---------- Exercise inputs
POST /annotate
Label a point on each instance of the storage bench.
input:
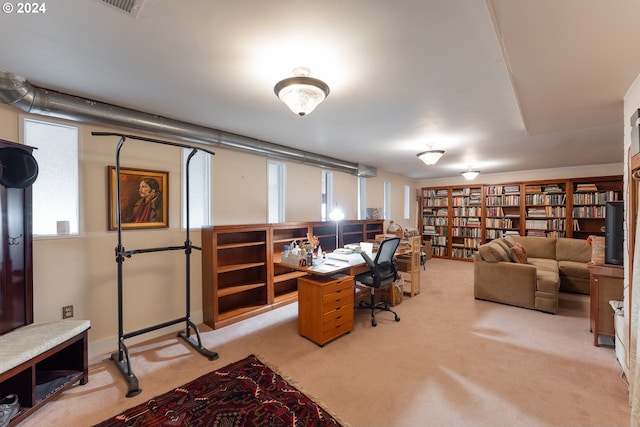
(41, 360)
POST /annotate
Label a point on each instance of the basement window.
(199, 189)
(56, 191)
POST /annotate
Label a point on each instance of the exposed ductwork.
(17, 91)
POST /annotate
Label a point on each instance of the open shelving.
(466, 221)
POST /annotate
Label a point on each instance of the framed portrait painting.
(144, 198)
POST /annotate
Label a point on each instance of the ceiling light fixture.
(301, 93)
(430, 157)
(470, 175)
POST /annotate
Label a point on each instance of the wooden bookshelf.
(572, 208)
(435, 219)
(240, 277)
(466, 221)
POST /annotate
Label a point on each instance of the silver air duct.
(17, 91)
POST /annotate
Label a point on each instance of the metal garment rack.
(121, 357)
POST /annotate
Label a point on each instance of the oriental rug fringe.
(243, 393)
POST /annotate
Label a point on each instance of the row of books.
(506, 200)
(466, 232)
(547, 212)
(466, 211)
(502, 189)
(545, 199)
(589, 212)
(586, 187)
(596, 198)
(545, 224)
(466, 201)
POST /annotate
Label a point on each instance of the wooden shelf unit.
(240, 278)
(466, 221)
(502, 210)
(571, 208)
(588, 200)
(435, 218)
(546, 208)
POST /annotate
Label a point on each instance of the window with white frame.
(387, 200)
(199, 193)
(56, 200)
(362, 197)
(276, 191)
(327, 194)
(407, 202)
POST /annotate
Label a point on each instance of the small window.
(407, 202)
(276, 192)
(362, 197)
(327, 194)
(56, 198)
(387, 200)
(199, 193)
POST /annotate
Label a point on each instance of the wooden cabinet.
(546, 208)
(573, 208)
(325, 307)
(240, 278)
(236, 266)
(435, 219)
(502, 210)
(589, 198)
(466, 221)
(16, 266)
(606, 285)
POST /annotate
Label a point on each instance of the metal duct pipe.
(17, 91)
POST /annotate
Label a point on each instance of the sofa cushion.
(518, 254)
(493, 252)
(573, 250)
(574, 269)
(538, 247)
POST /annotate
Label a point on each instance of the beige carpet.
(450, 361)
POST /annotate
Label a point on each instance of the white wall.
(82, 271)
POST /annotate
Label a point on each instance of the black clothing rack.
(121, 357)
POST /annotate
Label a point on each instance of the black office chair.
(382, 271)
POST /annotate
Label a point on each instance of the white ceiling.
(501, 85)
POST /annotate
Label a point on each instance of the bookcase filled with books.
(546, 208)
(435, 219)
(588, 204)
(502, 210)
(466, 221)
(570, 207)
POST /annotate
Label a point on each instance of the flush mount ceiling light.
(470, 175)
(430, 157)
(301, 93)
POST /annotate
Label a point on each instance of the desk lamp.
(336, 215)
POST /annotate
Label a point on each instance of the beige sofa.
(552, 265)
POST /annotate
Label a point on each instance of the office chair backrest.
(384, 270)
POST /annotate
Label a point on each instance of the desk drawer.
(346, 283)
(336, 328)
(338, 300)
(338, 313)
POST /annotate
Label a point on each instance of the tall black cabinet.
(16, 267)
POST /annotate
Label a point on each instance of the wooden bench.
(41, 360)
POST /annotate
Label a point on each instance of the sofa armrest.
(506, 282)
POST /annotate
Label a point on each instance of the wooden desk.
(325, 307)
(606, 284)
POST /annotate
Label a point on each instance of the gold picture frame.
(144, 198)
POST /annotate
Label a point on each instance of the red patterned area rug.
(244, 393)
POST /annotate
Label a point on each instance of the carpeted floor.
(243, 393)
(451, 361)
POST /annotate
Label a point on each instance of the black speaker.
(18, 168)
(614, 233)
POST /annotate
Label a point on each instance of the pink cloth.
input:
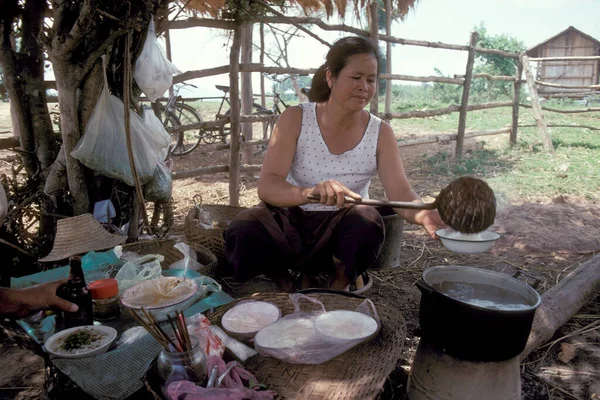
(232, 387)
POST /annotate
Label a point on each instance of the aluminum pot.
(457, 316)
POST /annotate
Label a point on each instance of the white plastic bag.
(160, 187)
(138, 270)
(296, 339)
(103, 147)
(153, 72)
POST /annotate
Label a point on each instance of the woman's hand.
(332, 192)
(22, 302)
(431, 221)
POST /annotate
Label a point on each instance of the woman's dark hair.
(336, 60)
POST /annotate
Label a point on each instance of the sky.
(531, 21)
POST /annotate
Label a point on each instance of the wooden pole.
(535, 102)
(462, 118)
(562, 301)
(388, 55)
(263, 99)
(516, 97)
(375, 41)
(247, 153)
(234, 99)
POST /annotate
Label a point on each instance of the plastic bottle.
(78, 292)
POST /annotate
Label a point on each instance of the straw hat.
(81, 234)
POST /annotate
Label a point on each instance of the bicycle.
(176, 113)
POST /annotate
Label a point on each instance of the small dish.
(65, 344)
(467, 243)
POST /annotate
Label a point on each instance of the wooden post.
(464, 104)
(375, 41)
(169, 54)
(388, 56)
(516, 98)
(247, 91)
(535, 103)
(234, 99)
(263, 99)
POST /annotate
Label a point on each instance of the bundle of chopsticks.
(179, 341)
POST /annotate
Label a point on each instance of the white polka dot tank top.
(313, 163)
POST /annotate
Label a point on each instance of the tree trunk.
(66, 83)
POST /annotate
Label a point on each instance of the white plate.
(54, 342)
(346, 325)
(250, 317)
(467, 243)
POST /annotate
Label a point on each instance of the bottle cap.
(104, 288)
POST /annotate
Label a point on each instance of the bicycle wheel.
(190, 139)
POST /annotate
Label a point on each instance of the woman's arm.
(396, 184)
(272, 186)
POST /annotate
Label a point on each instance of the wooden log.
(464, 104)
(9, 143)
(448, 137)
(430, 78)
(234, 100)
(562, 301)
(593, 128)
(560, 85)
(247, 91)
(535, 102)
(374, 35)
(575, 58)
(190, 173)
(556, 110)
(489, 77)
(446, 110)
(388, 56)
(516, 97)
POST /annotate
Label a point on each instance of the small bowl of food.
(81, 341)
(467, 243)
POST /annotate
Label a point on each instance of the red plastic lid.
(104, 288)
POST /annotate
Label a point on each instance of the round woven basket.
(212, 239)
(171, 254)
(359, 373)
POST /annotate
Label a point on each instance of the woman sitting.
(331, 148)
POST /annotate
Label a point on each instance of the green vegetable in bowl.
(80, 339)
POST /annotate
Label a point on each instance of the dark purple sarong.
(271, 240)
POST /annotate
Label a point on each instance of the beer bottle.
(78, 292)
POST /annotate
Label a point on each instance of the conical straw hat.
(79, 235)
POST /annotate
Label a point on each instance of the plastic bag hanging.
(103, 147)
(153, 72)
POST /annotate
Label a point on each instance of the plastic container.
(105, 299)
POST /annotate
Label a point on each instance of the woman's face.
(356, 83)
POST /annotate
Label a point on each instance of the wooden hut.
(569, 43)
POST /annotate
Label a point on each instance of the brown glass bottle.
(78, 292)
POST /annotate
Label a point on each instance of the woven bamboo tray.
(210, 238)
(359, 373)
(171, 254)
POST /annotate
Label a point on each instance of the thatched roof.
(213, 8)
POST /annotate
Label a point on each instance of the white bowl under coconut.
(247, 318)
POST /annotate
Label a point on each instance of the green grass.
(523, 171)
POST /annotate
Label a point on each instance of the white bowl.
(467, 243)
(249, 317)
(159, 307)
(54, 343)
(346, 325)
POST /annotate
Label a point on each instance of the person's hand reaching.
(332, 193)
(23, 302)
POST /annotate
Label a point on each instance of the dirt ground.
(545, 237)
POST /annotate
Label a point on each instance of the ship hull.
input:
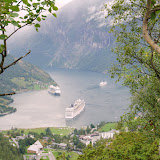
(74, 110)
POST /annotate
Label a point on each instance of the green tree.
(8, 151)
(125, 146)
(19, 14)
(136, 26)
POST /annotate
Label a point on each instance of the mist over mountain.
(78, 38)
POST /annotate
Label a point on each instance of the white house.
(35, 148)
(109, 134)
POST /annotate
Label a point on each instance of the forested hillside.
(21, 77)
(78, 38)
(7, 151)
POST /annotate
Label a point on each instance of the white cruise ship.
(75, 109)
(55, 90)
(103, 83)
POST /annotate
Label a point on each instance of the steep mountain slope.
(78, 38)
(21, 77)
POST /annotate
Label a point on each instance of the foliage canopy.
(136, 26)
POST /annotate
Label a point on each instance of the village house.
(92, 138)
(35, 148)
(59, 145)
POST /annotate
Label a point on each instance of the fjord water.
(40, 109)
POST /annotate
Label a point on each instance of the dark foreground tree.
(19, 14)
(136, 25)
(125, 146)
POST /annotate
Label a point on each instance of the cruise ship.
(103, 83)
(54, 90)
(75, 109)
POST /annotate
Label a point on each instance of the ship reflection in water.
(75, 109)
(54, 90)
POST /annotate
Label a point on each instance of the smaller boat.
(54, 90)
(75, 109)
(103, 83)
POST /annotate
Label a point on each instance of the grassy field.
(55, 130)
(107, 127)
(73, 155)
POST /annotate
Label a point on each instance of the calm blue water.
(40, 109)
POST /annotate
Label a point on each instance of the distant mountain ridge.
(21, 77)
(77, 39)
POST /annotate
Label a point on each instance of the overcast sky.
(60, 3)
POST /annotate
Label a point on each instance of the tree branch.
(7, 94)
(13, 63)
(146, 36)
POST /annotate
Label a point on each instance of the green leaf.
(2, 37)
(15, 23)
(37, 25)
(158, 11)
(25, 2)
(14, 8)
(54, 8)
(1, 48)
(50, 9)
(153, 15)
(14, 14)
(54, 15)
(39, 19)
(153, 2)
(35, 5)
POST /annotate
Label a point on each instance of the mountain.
--------------------
● What is needed
Find the line that contains "Label a point on each instance of the ship reflection". Restate it and all lines after it exactly, ending with the final line of the data.

● Solution for this task
Label a point on each instance of the ship reflection in water.
(75, 109)
(54, 90)
POST /annotate
Label a point on each instance of the smaller boat.
(54, 90)
(75, 109)
(103, 83)
POST /annotate
Label a point on each instance of the grassy field.
(55, 130)
(107, 127)
(73, 155)
POST /annotate
Label a point on each instance of the calm blue water.
(40, 109)
POST /annotate
Label a point on each instance of the distant mountain ridge.
(21, 77)
(77, 39)
POST /annotate
Label a point on each instance of the overcast sky.
(60, 3)
POST /annotate
Label a point on each instance of the tree branch.
(7, 94)
(13, 63)
(146, 36)
POST /annotate
Label a point on each instance of the green leaf.
(2, 37)
(15, 23)
(37, 25)
(158, 11)
(25, 2)
(14, 8)
(54, 8)
(1, 48)
(50, 9)
(153, 15)
(14, 14)
(54, 15)
(39, 19)
(153, 2)
(35, 5)
POST /annotate
Label a point on each instance of the mountain.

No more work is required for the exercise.